The answer must restate every entry exactly as it appears.

———

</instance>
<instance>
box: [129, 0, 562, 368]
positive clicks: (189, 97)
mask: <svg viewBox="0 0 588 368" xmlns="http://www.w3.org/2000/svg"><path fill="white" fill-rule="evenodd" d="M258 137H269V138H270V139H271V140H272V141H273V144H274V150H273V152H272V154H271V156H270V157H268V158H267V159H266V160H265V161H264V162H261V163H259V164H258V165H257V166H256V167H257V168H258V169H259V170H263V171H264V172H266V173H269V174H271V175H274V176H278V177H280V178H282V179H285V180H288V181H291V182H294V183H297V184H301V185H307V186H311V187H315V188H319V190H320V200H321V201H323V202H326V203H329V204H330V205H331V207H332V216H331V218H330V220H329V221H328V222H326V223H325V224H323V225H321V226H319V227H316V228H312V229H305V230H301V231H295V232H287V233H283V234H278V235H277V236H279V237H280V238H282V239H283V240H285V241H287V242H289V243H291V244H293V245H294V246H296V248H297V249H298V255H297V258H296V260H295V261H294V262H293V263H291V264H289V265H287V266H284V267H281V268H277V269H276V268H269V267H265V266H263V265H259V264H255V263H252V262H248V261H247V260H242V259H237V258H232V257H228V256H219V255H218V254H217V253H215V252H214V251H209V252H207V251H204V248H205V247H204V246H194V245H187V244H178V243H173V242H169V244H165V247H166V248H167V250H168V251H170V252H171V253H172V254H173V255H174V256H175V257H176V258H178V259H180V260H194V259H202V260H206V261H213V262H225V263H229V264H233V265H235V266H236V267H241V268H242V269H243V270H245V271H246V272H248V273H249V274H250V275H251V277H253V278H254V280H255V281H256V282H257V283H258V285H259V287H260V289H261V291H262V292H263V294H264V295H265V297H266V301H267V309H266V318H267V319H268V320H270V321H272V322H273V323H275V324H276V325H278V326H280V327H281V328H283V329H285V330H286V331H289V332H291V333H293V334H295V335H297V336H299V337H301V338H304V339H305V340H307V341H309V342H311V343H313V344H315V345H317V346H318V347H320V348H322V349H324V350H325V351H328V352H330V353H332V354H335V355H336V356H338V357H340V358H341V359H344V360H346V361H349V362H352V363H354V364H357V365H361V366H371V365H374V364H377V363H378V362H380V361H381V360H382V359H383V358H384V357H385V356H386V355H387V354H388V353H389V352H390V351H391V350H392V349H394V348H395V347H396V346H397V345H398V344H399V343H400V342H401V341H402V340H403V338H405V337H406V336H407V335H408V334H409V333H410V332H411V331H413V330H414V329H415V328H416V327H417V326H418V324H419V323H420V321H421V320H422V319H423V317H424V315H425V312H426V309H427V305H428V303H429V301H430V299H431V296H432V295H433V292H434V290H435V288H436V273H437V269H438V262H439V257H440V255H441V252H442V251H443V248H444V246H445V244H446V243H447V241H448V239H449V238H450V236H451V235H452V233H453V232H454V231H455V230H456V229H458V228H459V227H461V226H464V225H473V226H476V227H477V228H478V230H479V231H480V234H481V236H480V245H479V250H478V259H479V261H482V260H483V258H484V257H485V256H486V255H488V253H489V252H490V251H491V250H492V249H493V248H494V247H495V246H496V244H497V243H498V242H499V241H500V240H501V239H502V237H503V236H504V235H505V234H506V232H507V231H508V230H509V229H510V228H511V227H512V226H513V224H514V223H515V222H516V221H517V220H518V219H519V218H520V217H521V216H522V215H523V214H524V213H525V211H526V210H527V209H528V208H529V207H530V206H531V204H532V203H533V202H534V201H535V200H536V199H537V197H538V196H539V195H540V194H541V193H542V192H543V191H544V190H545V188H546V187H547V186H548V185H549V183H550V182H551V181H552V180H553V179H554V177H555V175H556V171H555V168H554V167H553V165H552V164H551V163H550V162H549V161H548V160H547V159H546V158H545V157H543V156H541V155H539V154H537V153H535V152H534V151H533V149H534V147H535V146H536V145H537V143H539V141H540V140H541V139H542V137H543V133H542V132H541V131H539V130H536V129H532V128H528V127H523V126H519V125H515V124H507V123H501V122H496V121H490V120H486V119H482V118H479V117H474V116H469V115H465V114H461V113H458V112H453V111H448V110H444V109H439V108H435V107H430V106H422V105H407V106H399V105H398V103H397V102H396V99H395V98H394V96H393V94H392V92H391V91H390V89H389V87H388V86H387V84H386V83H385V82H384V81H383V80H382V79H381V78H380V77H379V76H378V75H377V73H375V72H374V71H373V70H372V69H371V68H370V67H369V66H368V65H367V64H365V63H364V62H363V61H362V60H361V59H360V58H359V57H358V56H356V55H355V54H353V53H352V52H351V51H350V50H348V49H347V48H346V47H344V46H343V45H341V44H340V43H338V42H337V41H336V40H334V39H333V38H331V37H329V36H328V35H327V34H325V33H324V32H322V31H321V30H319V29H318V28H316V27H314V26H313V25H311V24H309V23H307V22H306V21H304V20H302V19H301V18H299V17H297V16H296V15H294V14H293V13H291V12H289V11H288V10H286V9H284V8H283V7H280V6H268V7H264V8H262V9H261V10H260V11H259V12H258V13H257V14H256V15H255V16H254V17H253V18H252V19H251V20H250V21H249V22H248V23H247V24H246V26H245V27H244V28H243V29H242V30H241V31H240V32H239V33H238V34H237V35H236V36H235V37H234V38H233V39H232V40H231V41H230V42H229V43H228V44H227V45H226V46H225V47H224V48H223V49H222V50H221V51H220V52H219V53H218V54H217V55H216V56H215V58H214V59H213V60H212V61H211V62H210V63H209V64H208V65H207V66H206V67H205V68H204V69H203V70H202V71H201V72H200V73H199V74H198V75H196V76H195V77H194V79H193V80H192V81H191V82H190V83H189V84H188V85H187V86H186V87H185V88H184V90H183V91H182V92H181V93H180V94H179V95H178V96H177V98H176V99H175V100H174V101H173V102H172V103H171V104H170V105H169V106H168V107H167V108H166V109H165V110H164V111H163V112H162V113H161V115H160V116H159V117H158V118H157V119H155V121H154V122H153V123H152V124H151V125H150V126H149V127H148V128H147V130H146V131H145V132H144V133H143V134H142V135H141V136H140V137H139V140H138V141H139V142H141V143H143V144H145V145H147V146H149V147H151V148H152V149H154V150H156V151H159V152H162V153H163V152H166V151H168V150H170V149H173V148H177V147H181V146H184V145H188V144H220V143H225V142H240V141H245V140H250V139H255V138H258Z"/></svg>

———

→ **THE COMPLETED TASK**
</instance>
<instance>
box: [129, 0, 562, 368]
positive clicks: (189, 97)
mask: <svg viewBox="0 0 588 368" xmlns="http://www.w3.org/2000/svg"><path fill="white" fill-rule="evenodd" d="M258 137H269V138H270V139H271V140H272V141H273V144H274V150H273V152H272V154H271V156H270V157H268V158H267V159H266V160H265V161H264V162H261V163H259V164H258V165H257V166H256V167H257V168H258V169H259V170H263V171H264V172H266V173H269V174H271V175H274V176H278V177H280V178H282V179H285V180H288V181H291V182H294V183H297V184H301V185H307V186H311V187H315V188H319V190H320V200H321V201H323V202H326V203H329V204H330V205H331V207H332V216H331V218H330V220H329V221H328V222H326V223H325V224H323V225H321V226H319V227H316V228H312V229H305V230H301V231H295V232H287V233H283V234H278V235H277V236H279V237H280V238H282V239H283V240H285V241H287V242H289V243H291V244H293V245H294V246H296V248H297V249H298V255H297V258H296V260H295V261H294V262H293V263H291V264H289V265H287V266H284V267H281V268H277V269H276V268H269V267H265V266H263V265H259V264H255V263H252V262H248V261H247V260H242V259H237V258H232V257H228V256H219V255H218V254H217V253H215V252H214V251H209V252H207V251H204V248H205V247H204V246H194V245H187V244H178V243H173V242H169V244H165V247H166V248H167V250H168V251H170V252H171V253H172V254H173V255H174V256H175V257H176V258H178V259H180V260H194V259H202V260H206V261H213V262H225V263H229V264H233V265H235V266H236V267H241V268H242V269H243V270H245V271H246V272H248V273H249V274H250V275H251V277H253V278H254V280H255V281H256V282H257V283H258V285H259V287H260V289H261V291H262V292H263V294H264V295H265V297H266V301H267V309H266V318H267V319H268V320H270V321H272V322H273V323H275V324H276V325H278V326H280V327H281V328H283V329H285V330H286V331H289V332H291V333H293V334H295V335H297V336H299V337H301V338H304V339H305V340H307V341H309V342H311V343H313V344H315V345H317V346H318V347H320V348H322V349H324V350H325V351H328V352H330V353H332V354H335V355H336V356H338V357H340V358H341V359H344V360H346V361H349V362H352V363H354V364H357V365H361V366H371V365H374V364H377V363H378V362H380V361H381V360H382V359H383V358H384V357H385V356H386V355H387V354H388V353H389V352H390V351H391V350H392V349H394V348H395V347H396V346H397V345H398V344H399V343H400V342H401V341H402V340H403V338H405V337H406V336H407V335H408V334H409V333H410V332H411V331H413V330H414V329H415V328H416V327H417V326H418V324H419V323H420V321H421V320H422V319H423V317H424V315H425V312H426V309H427V305H428V303H429V301H430V299H431V296H432V295H433V292H434V290H435V288H436V273H437V269H438V262H439V257H440V255H441V252H442V251H443V248H444V246H445V244H446V243H447V241H448V239H449V238H450V236H451V235H452V233H453V232H454V231H455V230H456V229H458V228H459V227H461V226H464V225H473V226H476V227H477V228H478V230H479V231H480V234H481V236H480V245H479V250H478V259H479V261H482V260H483V258H484V257H485V256H486V255H488V253H489V252H490V251H491V250H492V249H493V248H494V247H495V246H496V244H497V243H498V242H499V241H500V240H501V239H502V237H503V236H504V235H505V234H506V232H507V231H508V230H509V229H510V228H511V227H512V226H513V224H514V223H515V222H516V221H517V220H518V219H519V218H520V217H521V216H522V215H523V214H524V213H525V211H526V210H527V209H528V208H529V207H530V206H531V204H532V203H533V202H534V201H535V200H536V199H537V197H538V196H539V195H540V194H541V193H542V192H543V191H544V190H545V188H546V187H547V186H548V185H549V183H550V182H551V181H552V180H553V179H554V177H555V175H556V171H555V168H554V167H553V165H552V164H551V163H550V162H549V161H548V160H547V159H546V158H545V157H543V156H541V155H539V154H537V153H535V152H534V151H533V149H534V147H535V146H536V145H537V143H539V141H540V140H541V139H542V137H543V133H542V132H541V131H539V130H536V129H532V128H528V127H523V126H519V125H515V124H507V123H501V122H496V121H490V120H486V119H482V118H479V117H474V116H469V115H465V114H461V113H458V112H453V111H448V110H444V109H439V108H435V107H430V106H422V105H407V106H399V105H398V103H397V102H396V99H395V98H394V96H393V94H392V92H391V91H390V89H389V87H388V86H387V84H386V83H385V82H384V81H383V80H382V79H381V78H380V77H379V76H378V75H377V73H375V72H374V71H373V70H372V69H371V68H370V67H369V66H368V65H367V64H365V63H364V62H363V61H362V60H361V59H360V58H359V57H358V56H356V55H355V54H353V53H352V52H351V51H350V50H348V49H347V48H346V47H344V46H343V45H341V44H340V43H338V42H337V41H336V40H334V39H333V38H331V37H329V36H328V35H327V34H325V33H324V32H322V31H321V30H319V29H318V28H316V27H314V26H313V25H311V24H309V23H307V22H306V21H304V20H302V19H301V18H299V17H297V16H296V15H294V14H293V13H291V12H289V11H288V10H286V9H284V8H283V7H280V6H268V7H264V8H262V9H261V10H260V11H259V12H258V13H257V14H256V15H255V16H254V17H253V18H252V19H251V20H250V21H249V22H248V23H247V24H246V26H245V27H244V28H243V29H242V30H241V31H240V32H239V33H238V34H237V35H236V36H235V37H234V38H233V39H232V40H231V41H230V42H229V43H228V44H227V45H226V46H225V47H224V48H223V49H222V50H221V51H220V52H219V53H218V54H217V55H216V56H215V58H214V59H213V60H212V61H211V62H210V63H209V64H208V65H207V66H206V67H205V68H204V69H203V70H202V71H201V72H200V73H199V74H198V75H196V76H195V77H194V79H193V80H192V81H191V82H190V83H189V84H188V85H187V86H186V87H185V88H184V90H183V91H182V92H181V93H180V94H179V95H178V96H177V98H176V99H175V100H174V101H173V102H172V103H171V104H170V105H169V106H168V107H167V108H166V109H165V110H164V111H163V112H162V113H161V115H160V116H159V117H158V118H157V119H155V121H154V122H153V123H152V124H151V125H150V126H149V127H148V128H147V130H146V131H145V132H144V133H143V134H142V135H141V136H140V137H139V140H138V141H139V142H141V143H143V144H145V145H147V146H149V147H151V148H152V149H154V150H156V151H159V152H162V153H163V152H166V151H168V150H170V149H173V148H177V147H181V146H184V145H188V144H220V143H225V142H240V141H245V140H250V139H255V138H258Z"/></svg>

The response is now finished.